»»

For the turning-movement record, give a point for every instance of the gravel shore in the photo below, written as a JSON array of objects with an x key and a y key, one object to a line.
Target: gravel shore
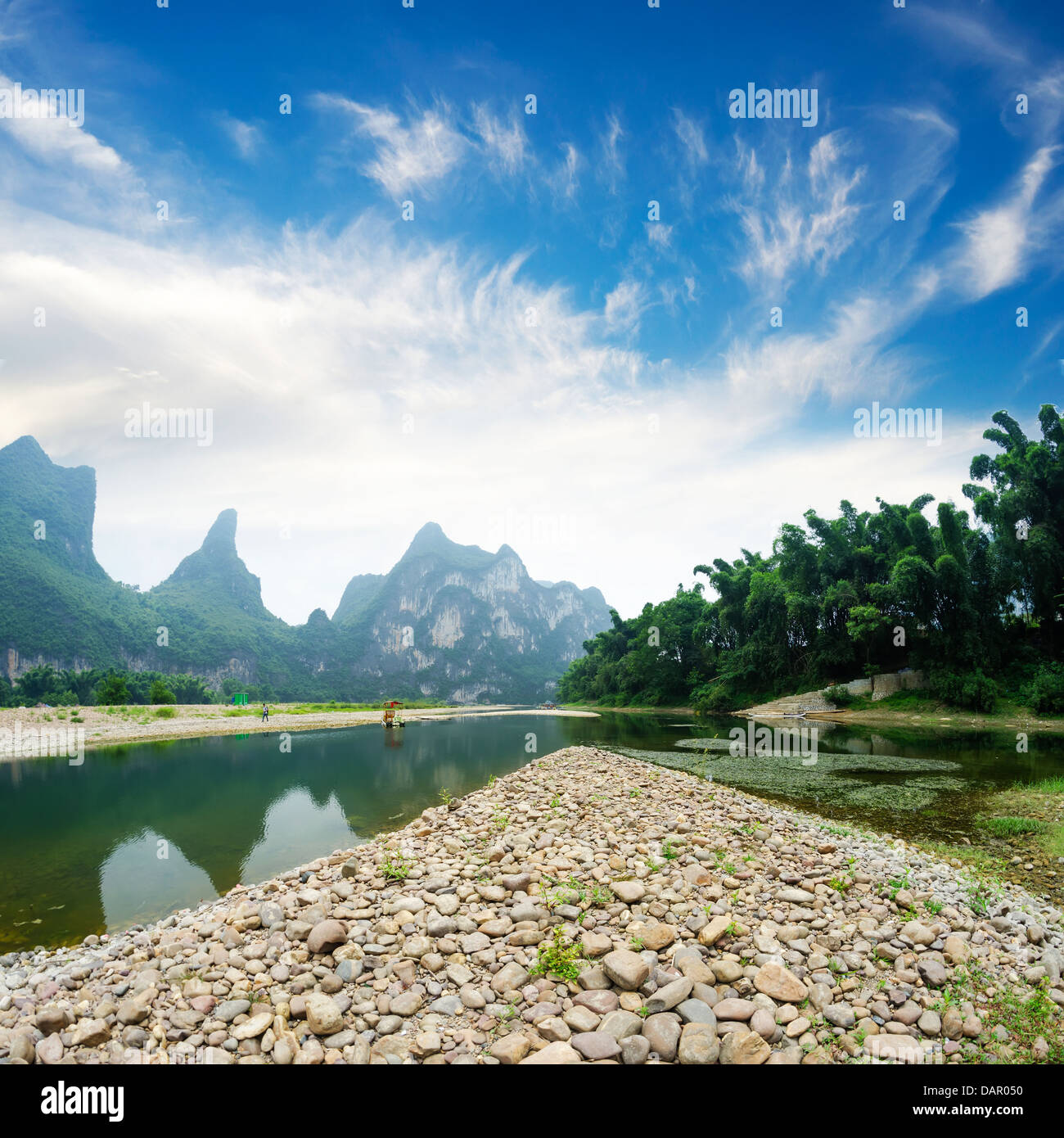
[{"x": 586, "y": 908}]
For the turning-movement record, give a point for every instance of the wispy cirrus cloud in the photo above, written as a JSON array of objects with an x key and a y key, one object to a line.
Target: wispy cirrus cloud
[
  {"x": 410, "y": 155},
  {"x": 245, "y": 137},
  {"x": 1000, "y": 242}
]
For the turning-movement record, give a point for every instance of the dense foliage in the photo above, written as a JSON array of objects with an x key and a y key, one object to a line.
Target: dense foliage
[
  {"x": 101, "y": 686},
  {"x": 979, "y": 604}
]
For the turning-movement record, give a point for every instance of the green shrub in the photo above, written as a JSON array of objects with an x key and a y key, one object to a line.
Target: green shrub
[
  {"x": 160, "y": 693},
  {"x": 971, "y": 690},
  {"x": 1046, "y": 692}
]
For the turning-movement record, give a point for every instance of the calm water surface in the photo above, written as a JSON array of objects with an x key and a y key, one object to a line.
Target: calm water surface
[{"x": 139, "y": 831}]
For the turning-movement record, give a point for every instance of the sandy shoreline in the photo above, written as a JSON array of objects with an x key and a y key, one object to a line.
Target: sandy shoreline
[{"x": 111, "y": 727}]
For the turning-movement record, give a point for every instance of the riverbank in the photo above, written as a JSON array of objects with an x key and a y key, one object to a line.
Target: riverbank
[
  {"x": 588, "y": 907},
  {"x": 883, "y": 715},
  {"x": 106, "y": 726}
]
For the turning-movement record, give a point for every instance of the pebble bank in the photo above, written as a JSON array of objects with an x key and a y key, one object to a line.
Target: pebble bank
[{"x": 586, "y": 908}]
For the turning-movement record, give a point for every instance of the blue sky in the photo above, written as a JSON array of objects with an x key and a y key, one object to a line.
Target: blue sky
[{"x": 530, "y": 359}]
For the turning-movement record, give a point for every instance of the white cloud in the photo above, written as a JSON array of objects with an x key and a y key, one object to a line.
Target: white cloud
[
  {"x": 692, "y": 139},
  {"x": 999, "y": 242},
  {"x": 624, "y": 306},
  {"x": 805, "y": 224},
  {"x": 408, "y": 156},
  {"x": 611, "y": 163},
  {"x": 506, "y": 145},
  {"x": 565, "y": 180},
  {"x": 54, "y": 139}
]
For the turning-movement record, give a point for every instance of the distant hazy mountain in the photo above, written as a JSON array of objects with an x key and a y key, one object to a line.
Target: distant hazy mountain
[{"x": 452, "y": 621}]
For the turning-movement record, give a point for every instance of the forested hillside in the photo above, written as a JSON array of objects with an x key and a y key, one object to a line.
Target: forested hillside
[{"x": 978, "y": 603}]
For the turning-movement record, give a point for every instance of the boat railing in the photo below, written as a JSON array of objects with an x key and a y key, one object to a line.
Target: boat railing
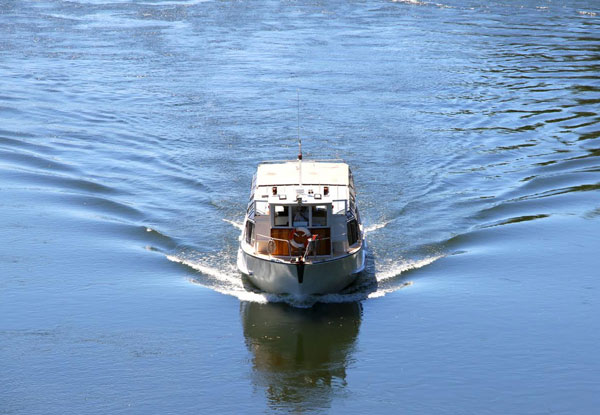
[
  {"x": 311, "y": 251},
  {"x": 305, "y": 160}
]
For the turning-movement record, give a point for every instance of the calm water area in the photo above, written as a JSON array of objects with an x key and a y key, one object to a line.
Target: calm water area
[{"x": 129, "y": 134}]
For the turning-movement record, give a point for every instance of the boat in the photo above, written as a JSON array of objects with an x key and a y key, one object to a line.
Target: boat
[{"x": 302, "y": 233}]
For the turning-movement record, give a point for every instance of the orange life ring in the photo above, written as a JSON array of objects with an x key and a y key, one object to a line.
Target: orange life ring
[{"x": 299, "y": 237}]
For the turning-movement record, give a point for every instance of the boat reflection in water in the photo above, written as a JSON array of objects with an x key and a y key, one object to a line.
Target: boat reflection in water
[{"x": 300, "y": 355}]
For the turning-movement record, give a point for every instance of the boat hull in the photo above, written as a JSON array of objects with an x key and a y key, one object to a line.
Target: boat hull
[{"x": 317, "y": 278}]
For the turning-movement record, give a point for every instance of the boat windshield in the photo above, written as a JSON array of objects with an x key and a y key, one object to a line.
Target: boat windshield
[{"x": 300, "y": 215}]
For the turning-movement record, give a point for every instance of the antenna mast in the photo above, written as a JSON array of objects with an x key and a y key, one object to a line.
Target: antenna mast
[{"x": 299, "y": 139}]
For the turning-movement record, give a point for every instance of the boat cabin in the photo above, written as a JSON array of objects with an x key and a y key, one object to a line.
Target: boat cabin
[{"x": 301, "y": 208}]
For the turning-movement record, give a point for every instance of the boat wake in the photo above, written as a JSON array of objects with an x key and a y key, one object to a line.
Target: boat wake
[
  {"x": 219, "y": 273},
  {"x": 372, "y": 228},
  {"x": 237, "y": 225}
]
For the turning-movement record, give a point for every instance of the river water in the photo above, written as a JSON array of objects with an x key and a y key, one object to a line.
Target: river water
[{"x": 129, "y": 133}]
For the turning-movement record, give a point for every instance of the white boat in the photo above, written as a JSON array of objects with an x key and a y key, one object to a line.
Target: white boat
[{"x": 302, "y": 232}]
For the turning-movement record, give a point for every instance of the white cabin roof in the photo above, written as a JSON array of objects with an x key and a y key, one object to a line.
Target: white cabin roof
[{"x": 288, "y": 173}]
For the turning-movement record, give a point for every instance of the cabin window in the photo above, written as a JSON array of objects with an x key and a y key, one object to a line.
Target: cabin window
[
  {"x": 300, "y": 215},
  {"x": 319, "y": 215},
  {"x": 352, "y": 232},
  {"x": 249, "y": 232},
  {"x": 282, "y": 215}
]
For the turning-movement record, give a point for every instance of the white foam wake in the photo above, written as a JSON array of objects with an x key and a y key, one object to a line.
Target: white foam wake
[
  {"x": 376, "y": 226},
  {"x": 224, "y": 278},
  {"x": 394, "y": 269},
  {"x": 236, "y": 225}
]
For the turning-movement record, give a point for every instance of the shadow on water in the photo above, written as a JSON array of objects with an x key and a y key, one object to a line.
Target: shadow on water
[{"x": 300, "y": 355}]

««
»»

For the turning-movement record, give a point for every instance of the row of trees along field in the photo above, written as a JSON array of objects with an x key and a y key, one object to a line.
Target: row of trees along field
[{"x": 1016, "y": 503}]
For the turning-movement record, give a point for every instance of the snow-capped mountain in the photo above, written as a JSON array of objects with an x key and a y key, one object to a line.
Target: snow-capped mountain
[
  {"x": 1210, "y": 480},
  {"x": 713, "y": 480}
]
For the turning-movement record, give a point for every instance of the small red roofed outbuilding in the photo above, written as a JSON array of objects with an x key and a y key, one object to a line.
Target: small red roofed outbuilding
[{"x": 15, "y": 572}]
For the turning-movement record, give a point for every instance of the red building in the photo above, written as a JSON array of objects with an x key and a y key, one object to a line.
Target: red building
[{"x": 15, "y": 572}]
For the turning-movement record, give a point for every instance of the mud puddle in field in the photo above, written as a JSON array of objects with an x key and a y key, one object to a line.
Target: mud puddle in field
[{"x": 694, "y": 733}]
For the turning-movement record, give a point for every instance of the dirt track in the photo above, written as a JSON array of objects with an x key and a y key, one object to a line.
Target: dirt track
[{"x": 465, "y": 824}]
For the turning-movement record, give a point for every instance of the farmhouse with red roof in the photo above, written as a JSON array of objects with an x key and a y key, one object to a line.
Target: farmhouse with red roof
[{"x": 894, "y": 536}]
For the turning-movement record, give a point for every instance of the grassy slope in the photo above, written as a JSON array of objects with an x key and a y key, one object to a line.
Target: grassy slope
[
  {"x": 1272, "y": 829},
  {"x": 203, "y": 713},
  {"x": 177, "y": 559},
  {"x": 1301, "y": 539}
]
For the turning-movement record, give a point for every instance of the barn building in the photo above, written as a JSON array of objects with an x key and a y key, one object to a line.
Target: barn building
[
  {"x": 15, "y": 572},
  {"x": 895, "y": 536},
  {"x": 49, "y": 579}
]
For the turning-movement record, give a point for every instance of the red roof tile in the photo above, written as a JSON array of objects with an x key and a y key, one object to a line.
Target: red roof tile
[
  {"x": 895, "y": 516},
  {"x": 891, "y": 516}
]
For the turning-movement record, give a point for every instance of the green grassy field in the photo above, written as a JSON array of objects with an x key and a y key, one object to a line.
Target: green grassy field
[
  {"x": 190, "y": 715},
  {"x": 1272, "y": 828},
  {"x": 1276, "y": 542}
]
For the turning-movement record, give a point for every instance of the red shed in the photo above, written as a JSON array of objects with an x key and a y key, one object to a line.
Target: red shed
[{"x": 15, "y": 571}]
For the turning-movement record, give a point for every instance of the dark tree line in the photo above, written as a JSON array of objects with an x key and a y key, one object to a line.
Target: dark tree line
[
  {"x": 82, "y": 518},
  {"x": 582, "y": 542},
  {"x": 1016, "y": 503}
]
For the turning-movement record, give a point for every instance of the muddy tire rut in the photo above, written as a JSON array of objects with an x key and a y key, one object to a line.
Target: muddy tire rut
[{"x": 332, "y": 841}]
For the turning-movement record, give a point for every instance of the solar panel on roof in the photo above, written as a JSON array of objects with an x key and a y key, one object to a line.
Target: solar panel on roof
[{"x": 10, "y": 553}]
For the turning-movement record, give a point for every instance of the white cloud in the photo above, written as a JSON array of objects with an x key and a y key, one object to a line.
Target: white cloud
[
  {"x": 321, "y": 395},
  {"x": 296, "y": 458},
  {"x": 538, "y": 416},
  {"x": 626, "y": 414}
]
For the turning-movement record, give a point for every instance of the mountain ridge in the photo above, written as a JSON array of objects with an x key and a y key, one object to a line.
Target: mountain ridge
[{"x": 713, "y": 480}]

««

Please report every line of the data above that contains the word "life", copying each such line in full.

> **RESPONSE TO THE TASK**:
For the turning-movement record, give a point for every instance of the orange life ring in the photo above, written as a JSON array of objects with an x key and a y key, one object to a line.
Target: orange life ring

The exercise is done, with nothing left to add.